DATA LISTING Start Marker

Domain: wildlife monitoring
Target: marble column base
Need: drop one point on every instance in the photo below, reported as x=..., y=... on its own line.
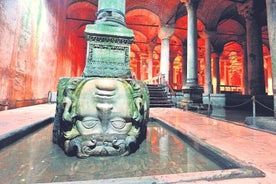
x=192, y=97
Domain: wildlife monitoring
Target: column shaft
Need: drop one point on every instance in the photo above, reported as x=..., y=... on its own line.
x=208, y=76
x=217, y=73
x=271, y=23
x=192, y=70
x=254, y=49
x=164, y=34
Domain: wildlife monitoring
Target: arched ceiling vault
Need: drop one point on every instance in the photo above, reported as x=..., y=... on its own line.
x=146, y=17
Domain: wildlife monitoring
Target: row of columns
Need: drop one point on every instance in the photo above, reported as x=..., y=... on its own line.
x=253, y=55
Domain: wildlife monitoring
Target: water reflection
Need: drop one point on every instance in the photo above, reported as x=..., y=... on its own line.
x=37, y=159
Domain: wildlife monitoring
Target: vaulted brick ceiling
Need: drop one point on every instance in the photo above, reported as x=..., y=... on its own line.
x=145, y=17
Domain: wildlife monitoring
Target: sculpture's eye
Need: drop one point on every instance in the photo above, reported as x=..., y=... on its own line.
x=118, y=123
x=90, y=122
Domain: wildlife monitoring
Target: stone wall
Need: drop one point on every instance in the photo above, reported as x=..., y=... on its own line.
x=34, y=51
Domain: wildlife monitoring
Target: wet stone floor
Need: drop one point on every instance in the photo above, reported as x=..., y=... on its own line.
x=35, y=159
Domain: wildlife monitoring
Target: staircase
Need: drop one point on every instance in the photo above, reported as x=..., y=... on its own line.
x=159, y=97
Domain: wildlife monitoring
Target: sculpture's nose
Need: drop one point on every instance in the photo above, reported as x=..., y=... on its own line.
x=106, y=85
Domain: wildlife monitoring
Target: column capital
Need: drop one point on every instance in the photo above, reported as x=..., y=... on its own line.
x=190, y=3
x=209, y=33
x=165, y=32
x=247, y=10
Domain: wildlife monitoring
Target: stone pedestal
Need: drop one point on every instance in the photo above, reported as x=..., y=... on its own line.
x=104, y=112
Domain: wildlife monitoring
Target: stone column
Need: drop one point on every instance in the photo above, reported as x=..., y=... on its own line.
x=184, y=63
x=165, y=34
x=192, y=91
x=245, y=69
x=271, y=24
x=208, y=75
x=254, y=48
x=192, y=79
x=217, y=72
x=150, y=58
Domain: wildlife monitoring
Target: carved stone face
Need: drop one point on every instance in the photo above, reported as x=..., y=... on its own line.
x=106, y=116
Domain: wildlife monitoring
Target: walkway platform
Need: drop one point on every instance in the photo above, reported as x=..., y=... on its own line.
x=251, y=147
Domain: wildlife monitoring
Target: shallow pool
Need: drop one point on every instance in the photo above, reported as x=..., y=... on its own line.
x=36, y=159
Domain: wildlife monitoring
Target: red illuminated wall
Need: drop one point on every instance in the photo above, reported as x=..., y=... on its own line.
x=36, y=50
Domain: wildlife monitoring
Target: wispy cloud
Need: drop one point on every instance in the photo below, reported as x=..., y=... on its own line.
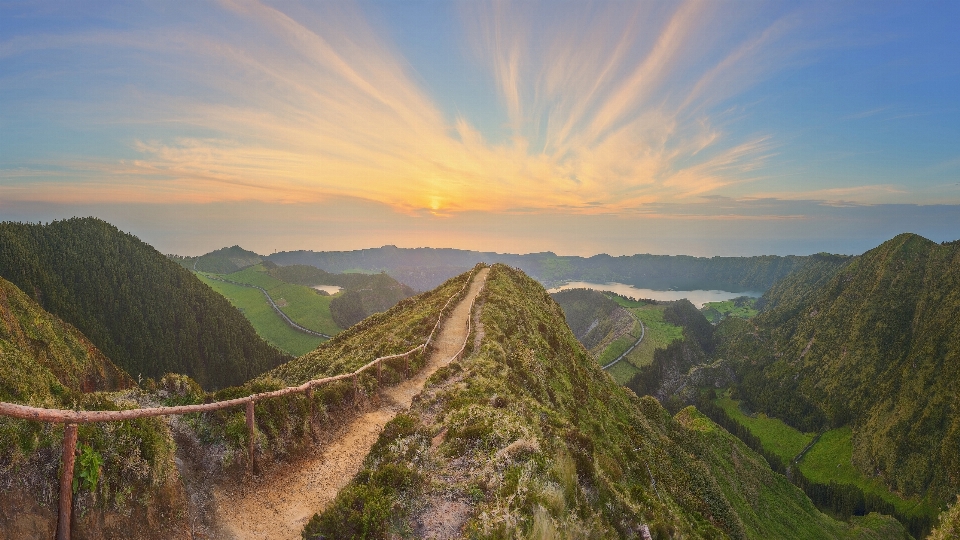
x=610, y=108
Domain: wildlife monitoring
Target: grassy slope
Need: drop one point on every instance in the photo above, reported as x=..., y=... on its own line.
x=659, y=334
x=303, y=304
x=149, y=315
x=716, y=311
x=534, y=440
x=45, y=360
x=396, y=330
x=48, y=363
x=829, y=460
x=767, y=503
x=776, y=437
x=872, y=343
x=265, y=321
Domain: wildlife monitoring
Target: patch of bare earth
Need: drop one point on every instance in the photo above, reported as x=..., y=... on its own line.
x=278, y=503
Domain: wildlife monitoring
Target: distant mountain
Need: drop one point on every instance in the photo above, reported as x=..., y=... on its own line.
x=227, y=260
x=45, y=361
x=872, y=342
x=425, y=268
x=144, y=311
x=596, y=321
x=526, y=437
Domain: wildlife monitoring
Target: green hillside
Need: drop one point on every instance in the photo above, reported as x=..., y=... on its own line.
x=291, y=287
x=528, y=438
x=264, y=319
x=144, y=311
x=130, y=487
x=45, y=360
x=425, y=268
x=224, y=260
x=608, y=324
x=873, y=345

DATA LISTING End Marker

*WHAT YOU ARE ASKED TO DO*
Of all the entries above, retype exactly the lines from the line with "Target: grassy slope" to the line with "Target: distant mountain", both included, and no others.

*REPLY*
Target: grassy slope
Need: drop one point on every instance in the photo above, reported as x=..., y=... on its own line.
x=659, y=334
x=303, y=304
x=149, y=315
x=716, y=311
x=534, y=440
x=45, y=360
x=396, y=330
x=48, y=363
x=829, y=460
x=767, y=503
x=776, y=437
x=872, y=343
x=265, y=321
Domain: wildlife monitoring
Target: patch of bare earth
Need: drop one point on every instance in the photo above, reported as x=..., y=... on its own line.
x=278, y=503
Domain: wildlife monitoring
Target: distant mountain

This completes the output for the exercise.